§ **Document excerpt**:

........

There is a lot of misunderstanding and confusion regarding SEO so here is is a basic overview of what is normal and what can be expected:
Q. What is a great result?
A. Any position on page one is generally considered a good result and is the goal we strive for.
Of course position 1 is even more desirable but aggressive behaviour in seeking rankings is very dangerous and can easily result in a penalty for the whole site. Therefore the risks must be balanced against the potential rewards.
Q. How long will it take before I see results?
A. The answer to this depends, as with all SEO issues, because it varies greatly from site to site. As an overview, you should see positive results within a month but it may take 3-6 months for low to medium competitive terms and a year or more for highly competitive keywords.
You should not look at SEO as a quick fix to better rankings in Google. It is a longer term investment.
Q. Why are there keywords in the report that are not improving?
A. Many of the keywords in the report we provide will have been included for reasons of safety with regards to Google. Google is always looking for ‘unnatural activity’ and focusing on a handful of keywords is certainly a red flag for this. Many of the keywords have been added to dilute ‘anchor text density’ and are not actively being promoted. They serve the purpose of keeping the density of any individual keywords below 1%.
We will have used the core keywords given to us by you at the beginning of the project and these are what we actively focus on. The same is true if you see keywords in the report that you do not see as 100% relevant to your business. They are there for reasons of keyword density etc. so don’t be confused or concerned about this.
Q. Why are my rankings fluctuating?
A. There are several reasons for this. The first is the Google Caffeine algorithm. In simple terms, Google is viewing new activity as News. It wants to show breaking news activity in real time so ranking results can happen very quickly. After a period of time Google no longer views this as current news event and thus begins to lower the results. If no more activity happens then the drop remains; Google deeming that it was in fact news that is ageing and is no longer trending.
If more activity occurs then Google will generally improve the rank, but not to it’s original highest position because, clearly this is not breaking news twice so it commands a less impressive position the second time
This process continues until a point that Google no longer considers it news but a static story. This is where rankings tend to stabilise. This can be a bumpy ride for the uninitiated! The key here is to understand this process and that this is normal and it can take some time for stability to occur.
The second reason for position fluctuation is simply competition. When you go up, somebody else goes down. If a keyword of phrase is valuable, many companies will have employed SEO companies to compete for the traffic. It’s a constant tug of war in a zero sum game.
The third reason is Google updates. Google frequently update their algorithms, each change bringing what is affectionately known as ‘the Google dance’. These fluctuations and changes are beyond anybody’s control and unfortunately are simply part of Google’s normal process. These changes are neither announced or explained by Google and happen as often as weekly at times and always monthly. Major updates occur approximately every two years.
Q. Can we give certain keywords a push?
A. Yes, but very gently. Aggressive behaviour will almost certainly result in penalty. This is why it’s important to view a project as a whole and not just as handful of high value keywords. A high density of ‘anchor text’ is a big red flag asking for trouble and is to be avoided.

........

§ **Given data**:
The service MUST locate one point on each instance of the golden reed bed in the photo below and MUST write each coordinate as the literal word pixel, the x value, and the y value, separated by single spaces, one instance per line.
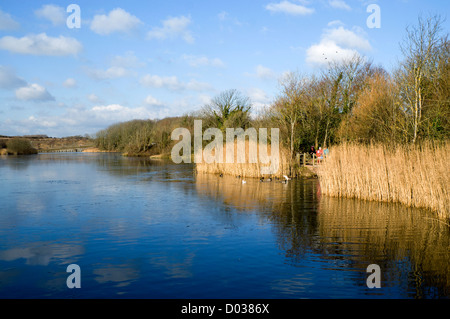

........

§ **Prompt A**:
Can you set down, word for word, the part of the SEO overview between "A. The answer" and "are not improving?", inclusive?
§ **Prompt B**:
Could you take the SEO question-and-answer overview further, starting right after its final sentence?

§ **Exercise response A**:
A. The answer to this depends, as with all SEO issues, because it varies greatly from site to site. As an overview, you should see positive results within a month but it may take 3-6 months for low to medium competitive terms and a year or more for highly competitive keywords.
You should not look at SEO as a quick fix to better rankings in Google. It is a longer term investment.
Q. Why are there keywords in the report that are not improving?

§ **Exercise response B**:
Q. What is Anchor Text?
A. Anchor Text is a link back to your website using the specific keyword as the link. For example:
‘Click here for more information on Red Widgets’
The anchor text here are the words red widgets and would be a link back to your website when red widgets is clicked on. This is what Google uses to rank specific words. Keyword rankings are improved in this way. If we create 100 links using this text the keyword density would be 100%. This will work in the short term but it will also almost certain end in disaster as this is very unnatural behaviour. Ideally we would not want to use any keyword more than 2% of the time. We can push this 2% a little but it’s not advised to do it often.
Q. Is Meta Data still important?
A. Yes and No. It is very important from a human perspective. It’s an advert for your business and a call to action. It’s not so important form an SEO point of view.
Here is a bad example of meta data that most still believe is the correct way.
Red Widget | Blue Widget | Green Widget
Company X, we sell red widgets, blue widgets and green widgets. We also offer Service A, Service B and Service C.
This is written for search engines, it’s keywords-stuffed and awful from a users point of view
Here is a better example:
The highest quality red widget with a 100% guarantee
We carry only the highest quality widgets backed by our 100% customer satisfaction guarantee.
Much more user friendly!
This second example will serve much better, this first may offer very, very marginal ranking advantage but overall will not deliver results in terms of sales or user experience. We must keep the balance between user experience and the cold mathematics of algorithms.
SEO should be viewed as a medium to long term investment/process. The easiest way to think of this is Reputation = Rankings. Every activity performed is based on building reputation.
Google is looking for sites with a good reputation to show in the same way we would only recommend business we believe to be reputable.
The digital reputation of a business has to be build up and cared for in the same way it does in the physical world. It can’t be created on demand any more than an individual can demand respect from another individual. History, time and many other factors that can only develop naturally go into this. It is a process of cooperation.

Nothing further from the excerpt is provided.